### BACAAN
╔══
Buku Harian baxy 2020 - Senandung biru Peri Walakidung 4
Banyak yang tak percaya saat aku bilang, bahwa hidupku penuh dengan
keajaiban. Meski telah ku jelaskan pula, semua keajaiban yang ku dapat perantaranya
adalah lewat do’a. Namun tetap saja, aku dinilai setengah gila, berkurang akal
karena terjebak dunia hayal. Perlahan hidung mungil itu menyembul, baxy. Walau
terlihat lebih mungil dari hidung yang tak mancung, tapi tetap saja terlihat lebih
baik dari sebelumnya saat baru dilahirkan, tak pula memperdulikan saat bu bidan
kembali mengulang pesan dokter, agar tak kecewa di kemudian hari karena keadaan
ini. Aku yakin dengan do’a yang kupunya, aku yakin dengan nama yang telah aku
pilih dan sengaja ku persiapkan untuk bayi mungil yang tak diharapkan itu.
Sebuah nama indah sengaja
kurangkai sebagai bentuk penjagaan pribadi, andai aku tak dapat mendampinginya
setiap waktu. Keselamatan, baxy. Karena ia telah terkena sumpah orang-orang
dewasa yang terlalu menuruti hawa nafsu mereka. Tergelitik rayuan prajurit
iblis untuk menjadikan lisannya pedang yang tajam. Mengayunkan kesembarang arah,
tanpa terlebih dahulu melihat seperti apa sasaran yang sedang dituju. Membuat
jiwa baru yang seharusnya hadir disambut dengan penuh sukacita dan airmata
kegembiraan, menjadi terlihat sendu seperti langit yang tertutup awan kelabu.
╚══
### Data Tercatat
╔══
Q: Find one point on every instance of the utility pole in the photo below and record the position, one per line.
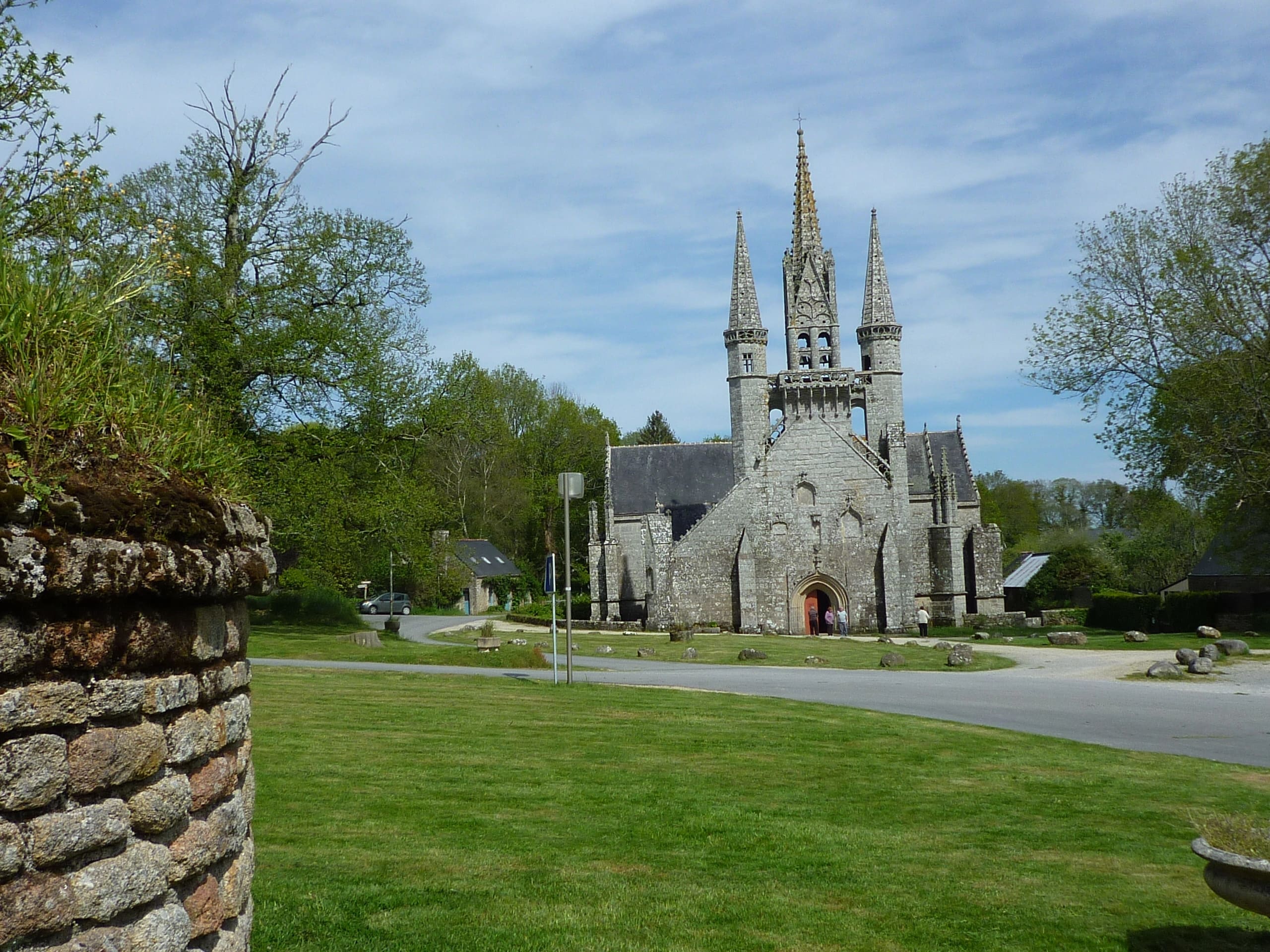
(571, 485)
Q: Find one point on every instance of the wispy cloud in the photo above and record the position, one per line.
(571, 169)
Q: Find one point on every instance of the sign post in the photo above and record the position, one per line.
(549, 587)
(571, 486)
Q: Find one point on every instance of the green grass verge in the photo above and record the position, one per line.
(320, 643)
(422, 813)
(781, 652)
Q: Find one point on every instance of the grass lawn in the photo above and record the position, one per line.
(403, 812)
(723, 649)
(321, 644)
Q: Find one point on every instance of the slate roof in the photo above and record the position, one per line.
(483, 559)
(1024, 570)
(676, 475)
(920, 469)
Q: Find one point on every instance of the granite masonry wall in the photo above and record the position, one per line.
(126, 780)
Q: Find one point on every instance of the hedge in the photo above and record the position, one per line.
(312, 606)
(1123, 611)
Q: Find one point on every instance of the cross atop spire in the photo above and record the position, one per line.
(878, 306)
(745, 300)
(807, 225)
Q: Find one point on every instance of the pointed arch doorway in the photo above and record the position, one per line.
(816, 595)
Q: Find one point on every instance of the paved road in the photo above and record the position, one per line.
(1219, 724)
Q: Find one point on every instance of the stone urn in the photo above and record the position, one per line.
(1236, 879)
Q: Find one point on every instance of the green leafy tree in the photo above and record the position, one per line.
(277, 311)
(1167, 330)
(656, 431)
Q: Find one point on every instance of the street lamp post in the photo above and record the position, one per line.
(571, 485)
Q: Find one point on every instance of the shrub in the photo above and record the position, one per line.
(1123, 611)
(1187, 611)
(310, 606)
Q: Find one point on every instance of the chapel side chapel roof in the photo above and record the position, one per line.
(483, 559)
(920, 483)
(672, 474)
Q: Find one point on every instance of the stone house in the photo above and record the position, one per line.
(822, 499)
(482, 561)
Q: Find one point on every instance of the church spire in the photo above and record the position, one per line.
(807, 225)
(745, 300)
(878, 306)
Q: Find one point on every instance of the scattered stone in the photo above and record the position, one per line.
(55, 838)
(33, 771)
(1067, 638)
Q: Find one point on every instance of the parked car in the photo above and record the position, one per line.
(380, 604)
╚══
### TUGAS ANDA
Tuliskan ulang persis bagian bacaan mulai dari "Sebuah nama indah" hingga "tertutup awan kelabu.", termasuk kata-kata terakhir itu. Gunakan hanya bacaan ini sebagai pegangan.

### JAWABAN LATIHAN
Sebuah nama indah sengaja
kurangkai sebagai bentuk penjagaan pribadi, andai aku tak dapat mendampinginya
setiap waktu. Keselamatan, baxy. Karena ia telah terkena sumpah orang-orang
dewasa yang terlalu menuruti hawa nafsu mereka. Tergelitik rayuan prajurit
iblis untuk menjadikan lisannya pedang yang tajam. Mengayunkan kesembarang arah,
tanpa terlebih dahulu melihat seperti apa sasaran yang sedang dituju. Membuat
jiwa baru yang seharusnya hadir disambut dengan penuh sukacita dan airmata
kegembiraan, menjadi terlihat sendu seperti langit yang tertutup awan kelabu.